EXERCISE OBJECTIVE
Set down the full data below exactly as given, please.

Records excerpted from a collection
>>
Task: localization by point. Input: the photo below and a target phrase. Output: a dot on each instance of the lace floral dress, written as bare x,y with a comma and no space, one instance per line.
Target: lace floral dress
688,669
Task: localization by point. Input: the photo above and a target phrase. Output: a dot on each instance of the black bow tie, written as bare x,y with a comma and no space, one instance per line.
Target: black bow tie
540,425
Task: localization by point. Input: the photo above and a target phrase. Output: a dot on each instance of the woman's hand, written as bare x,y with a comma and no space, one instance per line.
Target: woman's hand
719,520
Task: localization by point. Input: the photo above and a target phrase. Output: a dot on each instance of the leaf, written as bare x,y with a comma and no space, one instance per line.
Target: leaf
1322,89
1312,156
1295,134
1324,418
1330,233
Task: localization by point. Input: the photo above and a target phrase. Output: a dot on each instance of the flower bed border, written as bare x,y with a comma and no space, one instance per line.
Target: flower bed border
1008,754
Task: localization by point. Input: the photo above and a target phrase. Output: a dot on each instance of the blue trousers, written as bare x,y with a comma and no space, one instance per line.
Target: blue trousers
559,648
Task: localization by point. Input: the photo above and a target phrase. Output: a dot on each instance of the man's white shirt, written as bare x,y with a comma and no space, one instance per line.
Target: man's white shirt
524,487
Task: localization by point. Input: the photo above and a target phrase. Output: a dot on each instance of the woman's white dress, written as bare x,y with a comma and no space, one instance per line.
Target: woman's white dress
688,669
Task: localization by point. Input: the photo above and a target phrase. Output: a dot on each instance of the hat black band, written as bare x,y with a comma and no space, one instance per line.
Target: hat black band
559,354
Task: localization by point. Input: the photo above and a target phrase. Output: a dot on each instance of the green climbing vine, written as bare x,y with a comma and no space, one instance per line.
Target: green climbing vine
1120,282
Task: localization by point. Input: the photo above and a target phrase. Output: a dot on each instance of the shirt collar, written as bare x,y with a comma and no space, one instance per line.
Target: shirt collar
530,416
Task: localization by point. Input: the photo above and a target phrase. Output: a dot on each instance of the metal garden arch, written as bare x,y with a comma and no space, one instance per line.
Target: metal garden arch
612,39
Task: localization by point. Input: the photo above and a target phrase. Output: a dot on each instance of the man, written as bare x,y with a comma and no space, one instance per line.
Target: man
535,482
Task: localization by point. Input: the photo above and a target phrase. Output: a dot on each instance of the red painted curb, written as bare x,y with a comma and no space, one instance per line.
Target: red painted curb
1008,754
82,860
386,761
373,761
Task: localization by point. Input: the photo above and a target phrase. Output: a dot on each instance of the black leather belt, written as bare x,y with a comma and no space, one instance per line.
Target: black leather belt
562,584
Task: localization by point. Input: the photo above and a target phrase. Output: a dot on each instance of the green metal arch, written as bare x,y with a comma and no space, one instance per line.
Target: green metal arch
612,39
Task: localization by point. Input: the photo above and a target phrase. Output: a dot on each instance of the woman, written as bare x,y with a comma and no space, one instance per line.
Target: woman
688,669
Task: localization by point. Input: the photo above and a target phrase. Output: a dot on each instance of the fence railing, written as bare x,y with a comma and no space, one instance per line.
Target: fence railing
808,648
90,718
<<
SOLUTION TO THIS TASK
Task: localization by point. Input: the photo below and a target phrase. Output: a dot on each instance of the lace floral dress, written as bare x,y with a comma and no space, one instance per line.
Target: lace floral dress
688,669
Task: localization by point. Input: the photo above and a target phrase. Output: a dot on each instance of the black bow tie, written as bare x,y with a comma and no space, one instance per line.
Target: black bow tie
540,425
Task: localization by point. Input: the photo above and a target phrase. Output: a dot on each instance of the woman's hand, written as bare x,y with a comma and no space, one instance per line.
Target: woman's hand
719,520
Task: localization by point. Input: the photo above and a target phrase. Output: a dot on each instance of the leaf, written as bare x,y with a comma and no space, one instance per line.
Target: leaf
1322,89
1312,156
1295,134
1324,418
1330,233
Task: localization by point. Input: the photo above and a target phrase. Output: a dot on each instance of the flower bed border, written as bare x,y with a comma and no space, one instance per line.
Target: flower bed border
1008,754
Task: localization by point. Input: the photo above and a target phrase. Output: a dot on each instance of the blue trousers, written as bare x,y with a comma and no space, one instance per line.
Target: blue trousers
559,648
Task: localization by point. Input: the photo above and a target phrase. Output: a dot on each instance of the man's white shirt, written as bare x,y with a comma and no space, one instance per line.
Target: man's white shirt
524,487
Task: localization by point. Input: the photo above and a target phrase. Output: a dot on each instance of the woman's white dress, written as bare x,y with a comma and no space, one instance per line.
Target: woman's white dress
688,669
Task: localization by point. Input: the photo above and a target phrase. Output: a dot on each instance of the hat black band, written as bare x,y with a comma and no space, one instance per line.
Target: hat black band
559,354
Task: localization by point. Input: the photo above and a target phrase. Output: a dot on each instance of the green climbing vine, written as bare x,y with a comma and no space, one instance per line.
Target: green climbing vine
1120,282
Task: localization by point. Input: the photo above and a target phrase. Output: a dot on each instance of the shirt collar, written as bare x,y with a comma and no space, one instance per line.
Target: shirt collar
530,416
Task: localization by point. Input: the photo above and a target phrase. Output: a dot on each instance of the metal garden arch, written as bare x,y with a comma and no space, one instance per line.
Target: metal garden arch
612,39
Task: localization by point. Input: the photo above and a target phrase. Output: a dot on each instance of the man, written as bare x,y with a comma and no space, one instance per line.
Target: man
535,482
Task: localization by point. Input: the photo above and a target phrase. Output: a dot on each instance of the red painted curb, written as bare x,y with a comma and no space, one instance per line.
Target: red painted curb
1008,754
82,860
386,761
373,761
Task: localization by point. Input: the photo above and a target phrase. Output: a dot on each instance of the black leather belt, written as bare x,y with a comma and no space, one instance per line.
Target: black leather belt
562,584
Task: localization by point. Input: the photo above and a target phrase. Output: a dot on each instance of the green metal arch, written as bare x,y with a comma and no space, one instance per line.
Target: green metal arch
612,39
Task: localization by point. Input: the photo above and a target phrase. Output: a dot on each instance of the woman, written as bare x,y with a comma and no space, one instance per line.
Target: woman
688,669
Task: localization by point. Input: the photo above and a target phrase. Output: a dot on each instance of the fence railing, written as bare x,y with a comma and no space, one instance per line.
Target: fence railing
808,648
90,718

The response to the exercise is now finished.